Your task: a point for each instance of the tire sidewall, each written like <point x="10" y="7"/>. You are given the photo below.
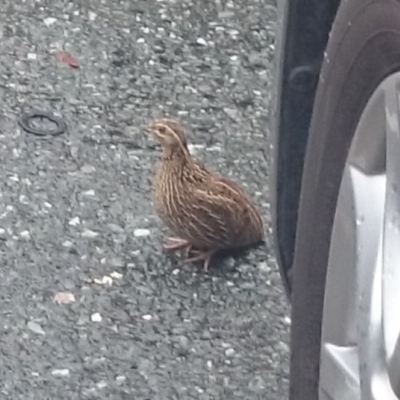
<point x="363" y="49"/>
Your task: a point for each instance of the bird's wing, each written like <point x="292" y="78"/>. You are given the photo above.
<point x="224" y="212"/>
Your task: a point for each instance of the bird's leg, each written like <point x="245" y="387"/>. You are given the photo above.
<point x="203" y="256"/>
<point x="176" y="244"/>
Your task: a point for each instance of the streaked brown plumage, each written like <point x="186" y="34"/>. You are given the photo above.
<point x="206" y="211"/>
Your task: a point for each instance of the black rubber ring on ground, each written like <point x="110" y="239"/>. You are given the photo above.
<point x="27" y="118"/>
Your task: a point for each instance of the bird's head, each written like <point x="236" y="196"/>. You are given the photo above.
<point x="170" y="134"/>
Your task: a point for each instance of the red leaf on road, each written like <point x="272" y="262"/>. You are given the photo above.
<point x="66" y="58"/>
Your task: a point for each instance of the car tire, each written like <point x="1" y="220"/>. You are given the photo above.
<point x="363" y="49"/>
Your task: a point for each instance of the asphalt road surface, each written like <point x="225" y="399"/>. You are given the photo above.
<point x="132" y="322"/>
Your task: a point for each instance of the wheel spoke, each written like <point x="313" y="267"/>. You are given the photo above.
<point x="391" y="238"/>
<point x="360" y="348"/>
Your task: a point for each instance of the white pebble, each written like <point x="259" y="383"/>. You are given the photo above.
<point x="229" y="352"/>
<point x="201" y="42"/>
<point x="116" y="275"/>
<point x="96" y="317"/>
<point x="74" y="221"/>
<point x="105" y="280"/>
<point x="89" y="234"/>
<point x="101" y="384"/>
<point x="92" y="16"/>
<point x="141" y="232"/>
<point x="50" y="21"/>
<point x="64" y="298"/>
<point x="60" y="372"/>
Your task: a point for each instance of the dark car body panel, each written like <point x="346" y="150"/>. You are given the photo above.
<point x="302" y="35"/>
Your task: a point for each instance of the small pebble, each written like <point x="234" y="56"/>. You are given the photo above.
<point x="49" y="21"/>
<point x="201" y="42"/>
<point x="74" y="221"/>
<point x="64" y="298"/>
<point x="141" y="232"/>
<point x="36" y="328"/>
<point x="105" y="280"/>
<point x="101" y="384"/>
<point x="92" y="15"/>
<point x="89" y="234"/>
<point x="25" y="234"/>
<point x="96" y="317"/>
<point x="229" y="352"/>
<point x="60" y="372"/>
<point x="116" y="275"/>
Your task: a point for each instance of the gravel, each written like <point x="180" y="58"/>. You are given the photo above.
<point x="76" y="207"/>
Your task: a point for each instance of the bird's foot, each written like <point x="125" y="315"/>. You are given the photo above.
<point x="176" y="244"/>
<point x="202" y="256"/>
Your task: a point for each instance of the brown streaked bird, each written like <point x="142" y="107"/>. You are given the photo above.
<point x="206" y="211"/>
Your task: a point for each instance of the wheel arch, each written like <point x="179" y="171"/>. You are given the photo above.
<point x="302" y="36"/>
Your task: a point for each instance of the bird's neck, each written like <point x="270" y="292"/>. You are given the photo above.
<point x="177" y="154"/>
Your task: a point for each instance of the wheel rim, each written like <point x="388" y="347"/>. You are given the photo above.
<point x="360" y="347"/>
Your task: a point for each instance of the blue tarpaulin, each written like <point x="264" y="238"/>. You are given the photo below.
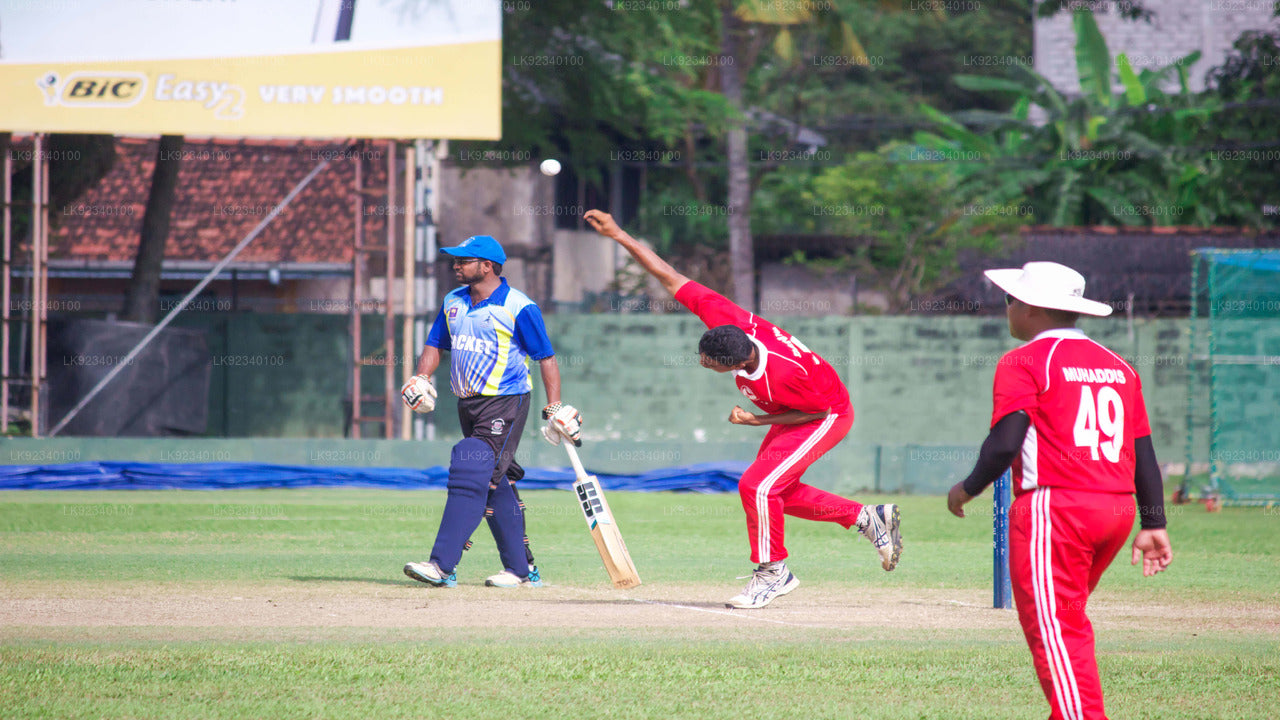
<point x="705" y="477"/>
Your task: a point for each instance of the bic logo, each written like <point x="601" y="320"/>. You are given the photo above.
<point x="94" y="89"/>
<point x="590" y="499"/>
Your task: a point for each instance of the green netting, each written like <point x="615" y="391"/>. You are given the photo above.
<point x="1234" y="384"/>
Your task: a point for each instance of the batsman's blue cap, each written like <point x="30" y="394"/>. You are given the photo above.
<point x="479" y="246"/>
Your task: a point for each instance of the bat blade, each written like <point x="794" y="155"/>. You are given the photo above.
<point x="604" y="532"/>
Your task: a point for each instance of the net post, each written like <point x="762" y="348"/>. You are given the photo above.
<point x="1002" y="587"/>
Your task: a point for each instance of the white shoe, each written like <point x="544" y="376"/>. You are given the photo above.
<point x="880" y="524"/>
<point x="430" y="574"/>
<point x="508" y="579"/>
<point x="769" y="580"/>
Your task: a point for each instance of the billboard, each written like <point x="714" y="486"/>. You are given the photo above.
<point x="278" y="68"/>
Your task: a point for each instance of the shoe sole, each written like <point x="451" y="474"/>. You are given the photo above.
<point x="525" y="584"/>
<point x="442" y="583"/>
<point x="786" y="588"/>
<point x="895" y="538"/>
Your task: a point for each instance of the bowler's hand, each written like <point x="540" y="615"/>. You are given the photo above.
<point x="602" y="223"/>
<point x="1153" y="548"/>
<point x="956" y="499"/>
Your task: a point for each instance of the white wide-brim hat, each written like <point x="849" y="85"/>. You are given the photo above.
<point x="1047" y="285"/>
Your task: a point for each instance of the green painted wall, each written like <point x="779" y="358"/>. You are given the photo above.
<point x="920" y="390"/>
<point x="635" y="377"/>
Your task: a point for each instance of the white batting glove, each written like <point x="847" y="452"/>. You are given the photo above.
<point x="419" y="393"/>
<point x="562" y="420"/>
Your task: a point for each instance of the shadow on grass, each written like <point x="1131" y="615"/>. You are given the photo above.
<point x="343" y="579"/>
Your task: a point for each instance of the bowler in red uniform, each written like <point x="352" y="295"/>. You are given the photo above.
<point x="1070" y="420"/>
<point x="807" y="409"/>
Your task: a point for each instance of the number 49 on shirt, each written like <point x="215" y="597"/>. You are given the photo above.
<point x="1100" y="425"/>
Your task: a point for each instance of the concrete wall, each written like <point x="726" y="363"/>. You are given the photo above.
<point x="1179" y="28"/>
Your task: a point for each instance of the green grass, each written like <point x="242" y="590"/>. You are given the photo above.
<point x="105" y="545"/>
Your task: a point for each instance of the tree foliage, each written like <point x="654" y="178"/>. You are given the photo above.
<point x="1101" y="156"/>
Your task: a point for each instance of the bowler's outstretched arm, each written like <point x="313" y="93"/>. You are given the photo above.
<point x="657" y="267"/>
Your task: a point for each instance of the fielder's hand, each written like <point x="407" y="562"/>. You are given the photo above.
<point x="1153" y="548"/>
<point x="956" y="499"/>
<point x="562" y="422"/>
<point x="419" y="393"/>
<point x="602" y="223"/>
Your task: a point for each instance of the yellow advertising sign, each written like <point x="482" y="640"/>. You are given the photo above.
<point x="284" y="85"/>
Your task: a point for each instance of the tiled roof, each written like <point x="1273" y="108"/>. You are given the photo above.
<point x="224" y="188"/>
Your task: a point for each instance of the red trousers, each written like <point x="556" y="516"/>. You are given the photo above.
<point x="771" y="487"/>
<point x="1060" y="542"/>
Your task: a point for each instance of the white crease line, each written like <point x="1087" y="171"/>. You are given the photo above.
<point x="739" y="615"/>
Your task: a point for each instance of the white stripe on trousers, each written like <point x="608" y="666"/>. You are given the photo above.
<point x="1056" y="652"/>
<point x="762" y="493"/>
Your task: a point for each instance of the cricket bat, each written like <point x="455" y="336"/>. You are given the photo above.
<point x="599" y="519"/>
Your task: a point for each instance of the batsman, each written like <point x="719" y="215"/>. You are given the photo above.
<point x="489" y="329"/>
<point x="805" y="408"/>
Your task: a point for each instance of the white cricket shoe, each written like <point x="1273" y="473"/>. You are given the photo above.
<point x="430" y="574"/>
<point x="880" y="524"/>
<point x="769" y="580"/>
<point x="508" y="579"/>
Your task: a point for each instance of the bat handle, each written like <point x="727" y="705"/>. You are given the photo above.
<point x="572" y="458"/>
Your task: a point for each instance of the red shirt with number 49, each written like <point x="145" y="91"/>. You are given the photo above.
<point x="1086" y="408"/>
<point x="790" y="376"/>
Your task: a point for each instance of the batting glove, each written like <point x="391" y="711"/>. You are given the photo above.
<point x="562" y="420"/>
<point x="419" y="393"/>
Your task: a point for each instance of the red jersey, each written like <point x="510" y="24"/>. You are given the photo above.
<point x="790" y="376"/>
<point x="1086" y="408"/>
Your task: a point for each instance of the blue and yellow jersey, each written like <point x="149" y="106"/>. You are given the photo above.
<point x="490" y="341"/>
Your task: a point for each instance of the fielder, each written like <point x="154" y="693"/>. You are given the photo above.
<point x="489" y="328"/>
<point x="807" y="409"/>
<point x="1070" y="419"/>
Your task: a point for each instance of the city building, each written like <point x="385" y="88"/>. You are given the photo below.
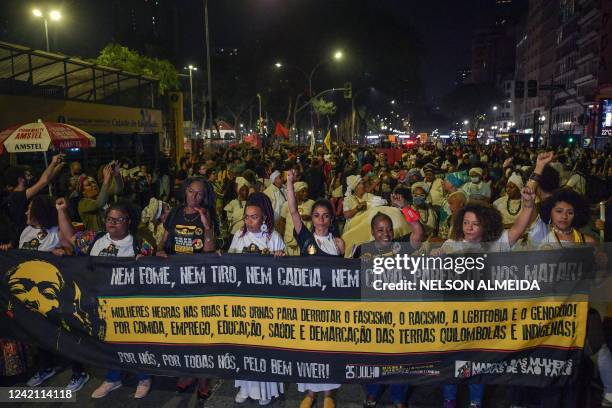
<point x="462" y="76"/>
<point x="535" y="65"/>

***

What to work on: Could you repeat word for word only the lines from the one that contains "Your task: a point for each instance of the fielder, each" through the end of the listing, leaving out the pictures?

Result for this exercise:
Your task: a point for each instance of the fielder, each written like <point x="154" y="693"/>. You are given the photo above.
<point x="489" y="328"/>
<point x="807" y="409"/>
<point x="1070" y="419"/>
Your task: a point for each instance of the city building, each written like <point x="385" y="88"/>. You are given the photo below.
<point x="462" y="76"/>
<point x="535" y="65"/>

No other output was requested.